DOCUMENT SECTION
Hands‑off investing usually means you set up automatic deposits and the trading platform or S&S ISA account you’ve chosen builds a ready‑made portfolio for you. You just need to choose the level of risk you’re comfortable with (a bit like when you set up your pension account) and then you can automate your savings deposits with a direct debit each month. Your deposits will be added to the same pot if you choose to save in line with the same investment risk profile.
You don’t need to check it every day – it’s basically the slow‑cooker version of investing: set it up, add some more money when you wish, and peek in occasionally to see how it’s coming along. Many platforms even offer ethical or eco‑friendly portfolios, so you can invest in line with your values without needing to research every company within the fund you’re investing in.

Getting More Hands‑On: Picking Your Own Shares
If you enjoy a bit of research (or just love the idea of owning a tiny slice of your favourite brand), you can choose individual shares yourself. I’ve tried this option too, and it’s rather fun to do your research, look at how the company has performed in the past (don’t worry – there are graphs within your trading app to show how each stock price has fluctuated and the returns it has previously made), and make up a portfolio yourself.
A “portfolio” sounds scary, but that’s just the name given to the cluster of individual shares you’ve chosen – sometimes also called a “pie” – which I much prefer! Choosing your own shares is more involved but also more personal. You might pick companies you admire and know lots about, brands you already buy from, or businesses doing exciting things in sustainability. Just remember: individual shares can be more volatile, so it’s wise to mix them with steadier investments.

Trading Statistics: Why They Matter (Without the Scary Bits)
Now, let’s talk about something that sounds intimidating but really isn’t: market statistics. Statistics help you understand how the market is behaving – a bit like checking the weather before hanging out the washing. You don’t need to be an expert, but a quick glance can help you make better decisions.

DATA ENTRIES

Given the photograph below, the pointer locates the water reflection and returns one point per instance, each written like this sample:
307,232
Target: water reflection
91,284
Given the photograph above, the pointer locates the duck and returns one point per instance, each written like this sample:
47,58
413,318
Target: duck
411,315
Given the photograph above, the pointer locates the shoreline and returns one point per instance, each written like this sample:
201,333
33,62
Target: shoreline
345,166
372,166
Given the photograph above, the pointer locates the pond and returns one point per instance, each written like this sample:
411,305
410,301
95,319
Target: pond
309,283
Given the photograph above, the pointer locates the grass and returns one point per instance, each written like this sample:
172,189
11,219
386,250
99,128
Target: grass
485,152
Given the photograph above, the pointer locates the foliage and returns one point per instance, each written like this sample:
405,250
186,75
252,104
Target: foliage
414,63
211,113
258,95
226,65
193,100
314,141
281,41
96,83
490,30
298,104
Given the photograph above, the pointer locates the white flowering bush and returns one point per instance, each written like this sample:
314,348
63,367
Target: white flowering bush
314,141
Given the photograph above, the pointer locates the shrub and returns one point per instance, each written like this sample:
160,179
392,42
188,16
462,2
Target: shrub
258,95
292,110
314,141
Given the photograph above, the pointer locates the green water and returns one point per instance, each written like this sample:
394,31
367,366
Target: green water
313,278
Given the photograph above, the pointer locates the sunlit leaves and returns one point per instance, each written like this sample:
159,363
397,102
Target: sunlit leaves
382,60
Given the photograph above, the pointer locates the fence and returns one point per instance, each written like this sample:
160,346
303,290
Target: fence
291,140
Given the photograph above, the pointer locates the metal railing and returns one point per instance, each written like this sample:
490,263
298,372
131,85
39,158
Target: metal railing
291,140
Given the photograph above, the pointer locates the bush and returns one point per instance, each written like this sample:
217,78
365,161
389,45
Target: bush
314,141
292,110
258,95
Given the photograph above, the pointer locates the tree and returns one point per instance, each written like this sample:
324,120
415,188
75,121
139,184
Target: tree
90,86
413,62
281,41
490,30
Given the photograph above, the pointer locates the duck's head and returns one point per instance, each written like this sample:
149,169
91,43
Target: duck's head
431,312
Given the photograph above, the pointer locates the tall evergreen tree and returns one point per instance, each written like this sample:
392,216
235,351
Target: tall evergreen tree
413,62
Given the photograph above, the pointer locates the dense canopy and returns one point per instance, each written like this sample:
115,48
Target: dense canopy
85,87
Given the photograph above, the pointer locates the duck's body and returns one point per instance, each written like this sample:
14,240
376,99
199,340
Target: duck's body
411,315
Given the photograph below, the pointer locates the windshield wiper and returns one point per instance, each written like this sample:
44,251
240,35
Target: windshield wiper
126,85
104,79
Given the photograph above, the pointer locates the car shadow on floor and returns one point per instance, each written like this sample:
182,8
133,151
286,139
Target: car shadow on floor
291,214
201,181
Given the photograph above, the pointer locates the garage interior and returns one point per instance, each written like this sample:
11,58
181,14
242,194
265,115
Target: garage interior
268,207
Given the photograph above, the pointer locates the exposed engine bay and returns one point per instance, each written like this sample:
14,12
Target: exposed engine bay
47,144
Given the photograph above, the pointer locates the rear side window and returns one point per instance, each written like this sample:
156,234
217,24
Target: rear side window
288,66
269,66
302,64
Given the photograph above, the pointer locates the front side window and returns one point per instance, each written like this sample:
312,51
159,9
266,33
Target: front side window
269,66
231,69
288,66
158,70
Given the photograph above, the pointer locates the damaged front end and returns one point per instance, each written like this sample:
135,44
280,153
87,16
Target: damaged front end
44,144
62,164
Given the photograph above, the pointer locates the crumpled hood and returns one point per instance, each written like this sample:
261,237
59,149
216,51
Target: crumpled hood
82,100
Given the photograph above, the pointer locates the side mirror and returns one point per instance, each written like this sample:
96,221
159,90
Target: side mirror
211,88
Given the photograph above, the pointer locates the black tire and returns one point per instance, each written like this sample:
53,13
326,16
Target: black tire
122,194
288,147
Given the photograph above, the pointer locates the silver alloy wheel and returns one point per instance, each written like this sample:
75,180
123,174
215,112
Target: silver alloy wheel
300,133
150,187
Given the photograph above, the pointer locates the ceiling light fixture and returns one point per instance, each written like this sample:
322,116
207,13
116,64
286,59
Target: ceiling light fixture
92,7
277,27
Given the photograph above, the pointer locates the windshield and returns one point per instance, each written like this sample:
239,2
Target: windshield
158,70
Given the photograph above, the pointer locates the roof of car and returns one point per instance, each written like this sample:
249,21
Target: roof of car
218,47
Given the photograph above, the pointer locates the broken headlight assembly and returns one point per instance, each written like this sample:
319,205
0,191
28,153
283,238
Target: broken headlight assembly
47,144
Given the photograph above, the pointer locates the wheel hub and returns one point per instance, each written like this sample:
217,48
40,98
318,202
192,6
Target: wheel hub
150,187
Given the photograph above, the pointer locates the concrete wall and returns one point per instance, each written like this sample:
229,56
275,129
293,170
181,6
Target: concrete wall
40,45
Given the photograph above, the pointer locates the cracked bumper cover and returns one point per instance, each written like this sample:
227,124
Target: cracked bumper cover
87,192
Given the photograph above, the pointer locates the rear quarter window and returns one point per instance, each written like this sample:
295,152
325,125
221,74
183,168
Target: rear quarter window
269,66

STATED EXERCISE
Reproduce the investing text above word for word, everything from "Now, let’s talk" down to "make better decisions.".

CORRECT OUTPUT
Now, let’s talk about something that sounds intimidating but really isn’t: market statistics. Statistics help you understand how the market is behaving – a bit like checking the weather before hanging out the washing. You don’t need to be an expert, but a quick glance can help you make better decisions.